- CONSIGNE A
D'après le texte cité, quelle arme le grand costaud barbu au béret noir porte-t-il toujours sur son épaule ?

- TEXTE CITÉ
★ ★ ★ ★ ★
Certains portent une casquette américaine, d'autres un béret noir
ou encore un casque lourd. Il y a un grand maigre qui défraie la
chronique par son allure presque comique avec un espèce de vieux
casque positionné tout en arrière sur sa tête. De loin il nous
fait bien rire mais de près beaucoup moins. La seule constante c'est
le port de l'éternelle Kalachnikov. Il y a aussi un grand costaud
barbu portant un béret noir qui trimbale toujours sur son épaule un
fusil McMillan. L'arme absolue, une machine à tuer, bien sûr de
fabrication américaine. Avec une telle arme et sa lunette, à 2000
mètre un tireur d'élite peut mettre une balle de 7,62mm dans une
pièce de monnaie... Autant dire qu'avec de tel outil, les snipers
ont la vie belle en Bosnie. Et nous, on a qu'à bien se tenir si on
veut rester vivant. Parfois c'est un profond sentiment de
vulnérabilité et de malaise qui m'anime face aux événements qui
nous entourent. De notre poste et du fait des nombreux mouvements de
terrain, on voit rarement exactement ce qui se passe pendant les
attaques, mais au bruit assourdissant des explosions d'obus de
mortiers et des détonations des rafales de tirs à l'arme
automatique, on imagine sans peine la violence des combats. Il est
inconcevable de penser une seconde à s'interposer dans ses combats
sans envisager de lourdes pertes humaines dans nos rangs. Je suis
certain que l'on n'est pas préparé à cela et que l'on n'est pas à
la hauteur des événements. Les commandos bosniaques s'infiltrent
toujours la nuit et ils sont quasiment indécelables jusqu'au début
des assauts qu'ils mènent inlassablement contre les positions serbes
dés le lever du jour. On les aperçoit quand ils sont dans
l'obligation de se replier, le plus souvent avec des blessés graves.
★ ★ ★ ★ ★
- INFORMATIONS EXTRAITES
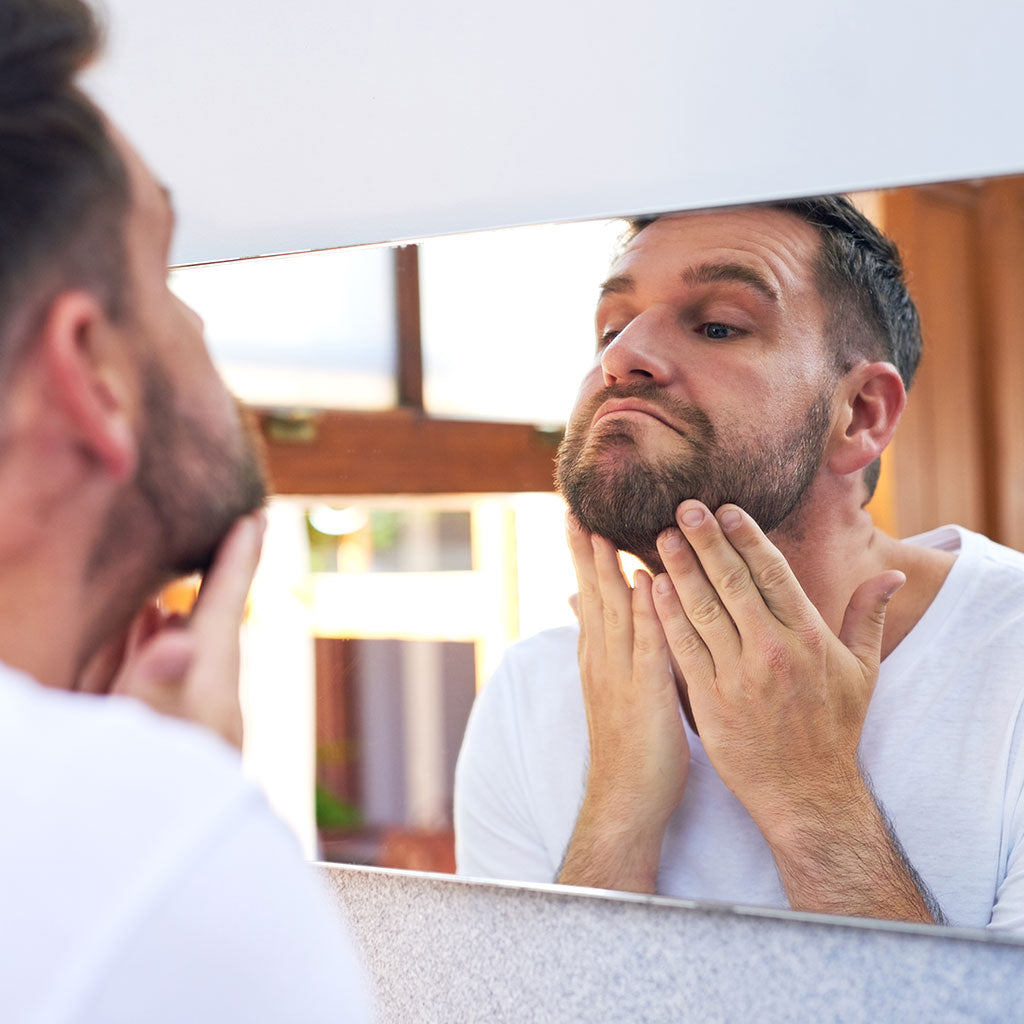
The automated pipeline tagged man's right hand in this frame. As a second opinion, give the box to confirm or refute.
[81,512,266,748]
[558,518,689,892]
★ ★ ★ ★ ★
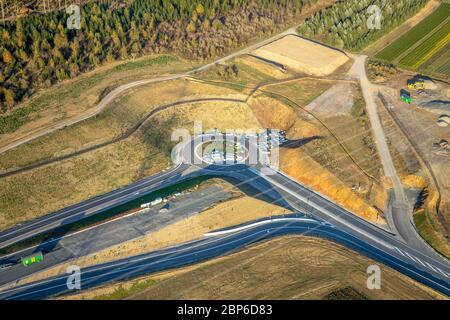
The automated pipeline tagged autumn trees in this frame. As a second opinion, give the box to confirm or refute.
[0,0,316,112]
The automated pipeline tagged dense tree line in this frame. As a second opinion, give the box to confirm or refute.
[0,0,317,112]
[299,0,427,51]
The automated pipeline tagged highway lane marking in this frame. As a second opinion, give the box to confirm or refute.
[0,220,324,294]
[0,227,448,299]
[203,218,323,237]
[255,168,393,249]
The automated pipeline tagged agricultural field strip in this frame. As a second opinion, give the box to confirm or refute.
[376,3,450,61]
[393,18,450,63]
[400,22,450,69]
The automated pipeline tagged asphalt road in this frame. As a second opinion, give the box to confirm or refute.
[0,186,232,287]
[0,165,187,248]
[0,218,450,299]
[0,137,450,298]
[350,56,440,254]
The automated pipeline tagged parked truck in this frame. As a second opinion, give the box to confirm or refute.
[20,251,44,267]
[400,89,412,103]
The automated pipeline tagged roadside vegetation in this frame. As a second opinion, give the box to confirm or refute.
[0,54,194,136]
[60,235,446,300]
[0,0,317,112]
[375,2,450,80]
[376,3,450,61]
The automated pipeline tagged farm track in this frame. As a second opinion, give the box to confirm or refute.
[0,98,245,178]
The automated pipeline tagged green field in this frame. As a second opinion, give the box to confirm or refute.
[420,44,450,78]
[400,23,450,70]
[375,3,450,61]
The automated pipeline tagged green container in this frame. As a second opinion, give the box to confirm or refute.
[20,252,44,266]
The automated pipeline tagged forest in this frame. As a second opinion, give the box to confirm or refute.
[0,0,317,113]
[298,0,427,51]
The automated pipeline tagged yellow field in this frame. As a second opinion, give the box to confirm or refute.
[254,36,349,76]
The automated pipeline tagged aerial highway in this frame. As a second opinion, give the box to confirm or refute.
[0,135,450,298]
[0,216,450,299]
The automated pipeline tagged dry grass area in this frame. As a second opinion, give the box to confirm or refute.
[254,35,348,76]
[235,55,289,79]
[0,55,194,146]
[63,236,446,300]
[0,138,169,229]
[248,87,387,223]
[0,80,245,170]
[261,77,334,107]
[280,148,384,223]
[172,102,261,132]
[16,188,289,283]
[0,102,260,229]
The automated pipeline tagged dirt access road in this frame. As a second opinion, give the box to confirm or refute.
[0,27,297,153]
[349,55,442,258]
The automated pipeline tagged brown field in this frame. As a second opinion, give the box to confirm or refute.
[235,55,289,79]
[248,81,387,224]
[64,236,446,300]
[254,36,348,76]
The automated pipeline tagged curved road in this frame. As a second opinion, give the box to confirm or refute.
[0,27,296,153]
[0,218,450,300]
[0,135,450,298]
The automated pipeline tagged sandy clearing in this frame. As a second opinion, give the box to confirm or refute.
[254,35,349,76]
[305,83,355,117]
★ ★ ★ ★ ★
- CONSIGNE B
Reportez les lignes des informations extraites, de celle qui contient "The automated pipeline tagged man's" jusqu'à celle qui contient "[558,518,689,892]", bornes comprises, en ajoutant 94 à chaque coordonnée des cadres et en laissant le reste inchangé.

- RÉPONSE COMPLÈTE A
Un fusil McMillan.

- RÉPONSE COMPLÈTE B
The automated pipeline tagged man's right hand in this frame. As a second opinion, give the box to confirm or refute.
[175,606,360,842]
[652,612,783,986]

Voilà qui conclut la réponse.